Task objective → Would you give the data below back exactly as it reads?

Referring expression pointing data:

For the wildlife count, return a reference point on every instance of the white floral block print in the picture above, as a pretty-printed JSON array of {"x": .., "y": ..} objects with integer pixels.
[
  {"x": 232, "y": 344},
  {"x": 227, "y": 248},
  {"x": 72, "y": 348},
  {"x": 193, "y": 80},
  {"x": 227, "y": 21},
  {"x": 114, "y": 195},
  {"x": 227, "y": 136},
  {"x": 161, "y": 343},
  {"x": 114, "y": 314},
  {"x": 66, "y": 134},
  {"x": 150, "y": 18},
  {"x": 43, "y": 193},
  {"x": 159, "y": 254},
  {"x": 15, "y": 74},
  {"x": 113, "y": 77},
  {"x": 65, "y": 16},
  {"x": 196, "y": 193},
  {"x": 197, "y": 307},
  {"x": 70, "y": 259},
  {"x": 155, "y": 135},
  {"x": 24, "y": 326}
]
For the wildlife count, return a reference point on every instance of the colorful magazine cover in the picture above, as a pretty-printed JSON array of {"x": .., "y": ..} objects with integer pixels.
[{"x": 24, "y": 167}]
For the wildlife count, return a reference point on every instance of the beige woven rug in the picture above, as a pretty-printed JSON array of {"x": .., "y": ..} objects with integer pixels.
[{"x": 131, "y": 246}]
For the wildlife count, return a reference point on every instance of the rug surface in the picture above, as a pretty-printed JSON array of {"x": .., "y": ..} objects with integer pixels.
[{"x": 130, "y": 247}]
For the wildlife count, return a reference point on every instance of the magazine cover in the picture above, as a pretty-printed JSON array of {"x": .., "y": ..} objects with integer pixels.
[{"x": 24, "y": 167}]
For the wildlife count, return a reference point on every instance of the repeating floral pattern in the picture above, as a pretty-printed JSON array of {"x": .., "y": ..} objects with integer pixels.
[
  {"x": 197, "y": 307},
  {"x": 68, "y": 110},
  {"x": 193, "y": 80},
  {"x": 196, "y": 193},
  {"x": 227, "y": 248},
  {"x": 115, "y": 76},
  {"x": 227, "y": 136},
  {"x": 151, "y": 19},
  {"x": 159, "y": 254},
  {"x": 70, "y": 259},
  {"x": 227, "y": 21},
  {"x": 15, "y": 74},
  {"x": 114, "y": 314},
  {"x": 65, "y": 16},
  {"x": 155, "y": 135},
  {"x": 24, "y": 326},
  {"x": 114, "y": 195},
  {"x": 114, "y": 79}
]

Response to the task →
For the wildlife count, return a reference point on every instance of the white floral block print in the picture above, as a pretty-printed JSON array of {"x": .., "y": ..} objects with integer pixels.
[
  {"x": 232, "y": 344},
  {"x": 227, "y": 248},
  {"x": 72, "y": 348},
  {"x": 193, "y": 80},
  {"x": 227, "y": 21},
  {"x": 114, "y": 195},
  {"x": 227, "y": 136},
  {"x": 161, "y": 343},
  {"x": 114, "y": 314},
  {"x": 66, "y": 134},
  {"x": 150, "y": 18},
  {"x": 43, "y": 193},
  {"x": 159, "y": 254},
  {"x": 15, "y": 74},
  {"x": 113, "y": 77},
  {"x": 65, "y": 16},
  {"x": 196, "y": 193},
  {"x": 197, "y": 307},
  {"x": 70, "y": 259},
  {"x": 155, "y": 135},
  {"x": 24, "y": 326}
]
For the wildlife count, return a reference point on every instance of the colorful magazine cover in the picture above, as a pretty-printed JSON array of {"x": .., "y": ..} objects with integer pixels.
[{"x": 24, "y": 167}]
For the wildlife count, return a reference point on every instance of the beige woven rug in the picture above, as a pretty-printed JSON array of {"x": .., "y": ..} objects with integer pixels.
[{"x": 131, "y": 246}]
For the wildlife count, return a reference point on every instance of the rug surface in the picture above, as a pretty-printed JSON array of {"x": .., "y": ..} objects with integer pixels.
[{"x": 130, "y": 247}]
For the wildlife count, return a reference point on every instance of the magazine cover in the picture above, as a pretty-printed JSON array of {"x": .., "y": ..} objects with integer pixels.
[{"x": 24, "y": 167}]
For the wildlife count, return a reference point on every instance of the repeating floral pattern in the picture above, as a pretty-printed JSON array of {"x": .., "y": ..} objects with integer pixels.
[
  {"x": 197, "y": 307},
  {"x": 68, "y": 110},
  {"x": 193, "y": 80},
  {"x": 196, "y": 193},
  {"x": 227, "y": 248},
  {"x": 115, "y": 76},
  {"x": 227, "y": 136},
  {"x": 151, "y": 19},
  {"x": 159, "y": 254},
  {"x": 70, "y": 259},
  {"x": 227, "y": 21},
  {"x": 15, "y": 74},
  {"x": 114, "y": 314},
  {"x": 65, "y": 16},
  {"x": 155, "y": 135},
  {"x": 24, "y": 326},
  {"x": 114, "y": 195},
  {"x": 114, "y": 79}
]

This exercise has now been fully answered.